## What to work on:
Print the line that contains "Task: find each instance of the green cabin" and every line after it through the last line of the records below, exactly as written and nothing else.

## Entries provided:
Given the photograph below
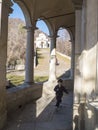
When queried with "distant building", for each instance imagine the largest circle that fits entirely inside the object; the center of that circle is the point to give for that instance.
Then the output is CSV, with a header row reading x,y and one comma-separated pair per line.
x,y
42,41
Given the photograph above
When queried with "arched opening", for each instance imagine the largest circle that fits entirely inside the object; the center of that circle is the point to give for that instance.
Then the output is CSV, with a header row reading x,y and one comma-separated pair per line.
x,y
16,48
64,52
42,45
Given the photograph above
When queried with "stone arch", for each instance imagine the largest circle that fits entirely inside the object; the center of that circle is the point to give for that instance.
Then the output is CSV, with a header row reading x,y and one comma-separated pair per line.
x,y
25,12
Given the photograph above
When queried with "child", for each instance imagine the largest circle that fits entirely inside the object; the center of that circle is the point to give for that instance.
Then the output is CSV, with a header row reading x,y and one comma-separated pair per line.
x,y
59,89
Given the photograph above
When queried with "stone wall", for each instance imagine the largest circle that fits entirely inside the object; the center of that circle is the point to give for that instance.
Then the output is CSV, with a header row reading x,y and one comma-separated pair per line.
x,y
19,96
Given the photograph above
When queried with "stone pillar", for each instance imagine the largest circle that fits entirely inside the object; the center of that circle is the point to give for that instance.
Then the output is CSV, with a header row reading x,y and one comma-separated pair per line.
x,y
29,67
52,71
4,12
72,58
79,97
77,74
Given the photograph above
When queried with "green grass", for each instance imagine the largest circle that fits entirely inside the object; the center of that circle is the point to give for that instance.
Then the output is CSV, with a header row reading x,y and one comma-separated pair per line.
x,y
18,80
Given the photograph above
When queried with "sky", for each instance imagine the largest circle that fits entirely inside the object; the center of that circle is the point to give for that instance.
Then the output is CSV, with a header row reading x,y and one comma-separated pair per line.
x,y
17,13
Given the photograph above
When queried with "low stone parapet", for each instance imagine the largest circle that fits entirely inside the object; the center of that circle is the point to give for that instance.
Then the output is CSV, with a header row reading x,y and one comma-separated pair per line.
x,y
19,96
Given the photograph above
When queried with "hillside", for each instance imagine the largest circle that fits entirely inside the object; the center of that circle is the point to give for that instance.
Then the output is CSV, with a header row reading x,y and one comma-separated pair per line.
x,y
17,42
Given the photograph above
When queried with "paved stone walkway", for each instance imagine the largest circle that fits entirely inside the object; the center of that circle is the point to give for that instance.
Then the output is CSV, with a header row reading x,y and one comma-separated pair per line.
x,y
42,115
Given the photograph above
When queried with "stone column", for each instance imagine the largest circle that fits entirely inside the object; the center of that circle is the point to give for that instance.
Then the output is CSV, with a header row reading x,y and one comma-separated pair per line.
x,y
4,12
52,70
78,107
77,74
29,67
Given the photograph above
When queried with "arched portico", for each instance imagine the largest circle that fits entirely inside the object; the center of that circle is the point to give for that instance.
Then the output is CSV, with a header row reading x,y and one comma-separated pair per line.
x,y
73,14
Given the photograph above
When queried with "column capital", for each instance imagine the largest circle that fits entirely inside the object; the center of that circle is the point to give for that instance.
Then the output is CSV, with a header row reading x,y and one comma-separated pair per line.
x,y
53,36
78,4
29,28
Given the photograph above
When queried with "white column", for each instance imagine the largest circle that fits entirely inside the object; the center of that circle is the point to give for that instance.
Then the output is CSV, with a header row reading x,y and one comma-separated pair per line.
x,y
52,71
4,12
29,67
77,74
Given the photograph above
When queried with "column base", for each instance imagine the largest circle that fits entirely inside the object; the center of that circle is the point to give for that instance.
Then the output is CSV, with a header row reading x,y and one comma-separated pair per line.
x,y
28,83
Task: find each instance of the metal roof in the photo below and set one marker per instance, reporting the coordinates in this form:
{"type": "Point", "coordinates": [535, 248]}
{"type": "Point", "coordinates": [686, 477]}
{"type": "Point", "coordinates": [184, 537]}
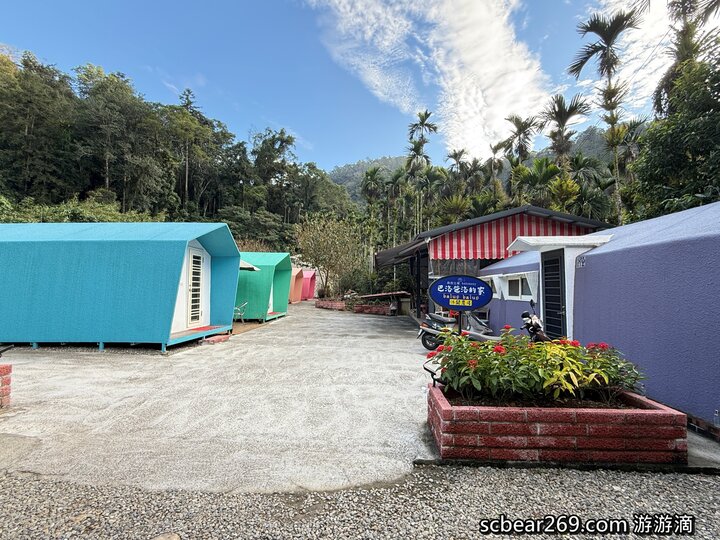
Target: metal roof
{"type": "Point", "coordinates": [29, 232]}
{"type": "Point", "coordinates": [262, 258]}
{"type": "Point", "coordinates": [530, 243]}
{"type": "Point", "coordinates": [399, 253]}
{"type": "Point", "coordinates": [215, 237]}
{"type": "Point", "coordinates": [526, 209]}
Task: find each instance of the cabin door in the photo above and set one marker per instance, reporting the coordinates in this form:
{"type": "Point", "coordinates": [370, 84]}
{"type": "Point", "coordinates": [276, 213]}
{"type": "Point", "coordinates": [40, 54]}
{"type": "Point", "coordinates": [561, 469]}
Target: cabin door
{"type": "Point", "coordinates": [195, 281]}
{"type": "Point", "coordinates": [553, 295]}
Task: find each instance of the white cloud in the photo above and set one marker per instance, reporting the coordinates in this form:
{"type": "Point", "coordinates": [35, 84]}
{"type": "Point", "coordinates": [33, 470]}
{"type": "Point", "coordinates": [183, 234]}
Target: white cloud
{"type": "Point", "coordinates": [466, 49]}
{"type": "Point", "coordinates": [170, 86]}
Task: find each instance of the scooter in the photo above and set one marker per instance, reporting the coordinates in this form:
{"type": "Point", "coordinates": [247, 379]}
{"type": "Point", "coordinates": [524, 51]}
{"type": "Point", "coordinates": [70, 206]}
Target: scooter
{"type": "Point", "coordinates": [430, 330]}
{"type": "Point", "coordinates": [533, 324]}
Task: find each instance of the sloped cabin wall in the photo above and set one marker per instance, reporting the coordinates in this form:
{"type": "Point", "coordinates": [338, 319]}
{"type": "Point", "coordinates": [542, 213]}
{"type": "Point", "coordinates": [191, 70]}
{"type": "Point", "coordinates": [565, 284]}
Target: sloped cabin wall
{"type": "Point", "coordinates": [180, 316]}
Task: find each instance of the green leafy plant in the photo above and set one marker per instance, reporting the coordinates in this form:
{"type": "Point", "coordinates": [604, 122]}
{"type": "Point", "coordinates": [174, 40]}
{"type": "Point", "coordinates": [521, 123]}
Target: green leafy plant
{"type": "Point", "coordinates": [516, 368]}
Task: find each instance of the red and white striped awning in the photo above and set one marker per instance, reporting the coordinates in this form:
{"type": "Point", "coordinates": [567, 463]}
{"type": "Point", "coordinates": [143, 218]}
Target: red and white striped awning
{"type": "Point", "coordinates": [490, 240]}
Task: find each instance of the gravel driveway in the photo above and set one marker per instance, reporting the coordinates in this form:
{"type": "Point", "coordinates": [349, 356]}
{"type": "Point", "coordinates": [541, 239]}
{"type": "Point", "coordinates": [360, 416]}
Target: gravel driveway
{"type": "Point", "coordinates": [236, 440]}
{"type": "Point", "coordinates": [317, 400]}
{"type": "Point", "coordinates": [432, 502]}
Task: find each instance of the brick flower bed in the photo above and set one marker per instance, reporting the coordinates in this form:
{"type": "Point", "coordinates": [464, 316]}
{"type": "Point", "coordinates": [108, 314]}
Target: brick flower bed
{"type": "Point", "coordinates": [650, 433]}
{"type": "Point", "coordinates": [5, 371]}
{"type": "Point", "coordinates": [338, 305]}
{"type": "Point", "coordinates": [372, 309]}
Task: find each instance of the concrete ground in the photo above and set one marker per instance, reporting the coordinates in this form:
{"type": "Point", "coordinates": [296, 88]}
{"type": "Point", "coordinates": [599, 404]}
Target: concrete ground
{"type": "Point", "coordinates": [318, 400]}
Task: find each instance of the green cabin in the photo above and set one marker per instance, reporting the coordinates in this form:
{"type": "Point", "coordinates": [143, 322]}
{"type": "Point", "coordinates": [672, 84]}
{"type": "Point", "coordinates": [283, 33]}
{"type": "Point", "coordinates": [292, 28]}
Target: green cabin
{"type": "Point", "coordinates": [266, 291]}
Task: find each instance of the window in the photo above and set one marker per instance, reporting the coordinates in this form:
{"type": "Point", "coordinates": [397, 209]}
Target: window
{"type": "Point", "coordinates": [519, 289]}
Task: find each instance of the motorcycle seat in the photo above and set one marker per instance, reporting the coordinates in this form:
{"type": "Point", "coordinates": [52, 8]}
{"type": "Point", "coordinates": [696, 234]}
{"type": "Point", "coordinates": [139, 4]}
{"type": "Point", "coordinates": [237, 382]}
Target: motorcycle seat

## Expected answer:
Task: find each instance of the green cabin in the photo above and set one marker per instance, reporting the coordinates in this form:
{"type": "Point", "coordinates": [143, 322]}
{"type": "Point", "coordinates": [672, 84]}
{"type": "Point", "coordinates": [283, 33]}
{"type": "Point", "coordinates": [292, 28]}
Target: green cabin
{"type": "Point", "coordinates": [266, 291]}
Task: find each instance of the window in the photo above and set one marker per instance, reporting the coordinates in this form:
{"type": "Point", "coordinates": [397, 209]}
Target: window
{"type": "Point", "coordinates": [519, 289]}
Task: find each instance of the motorcycle seat in the photo above and set one marker per instance, reporting the coordinates in this form:
{"type": "Point", "coordinates": [52, 8]}
{"type": "Point", "coordinates": [696, 234]}
{"type": "Point", "coordinates": [139, 4]}
{"type": "Point", "coordinates": [237, 382]}
Target: motorcycle seat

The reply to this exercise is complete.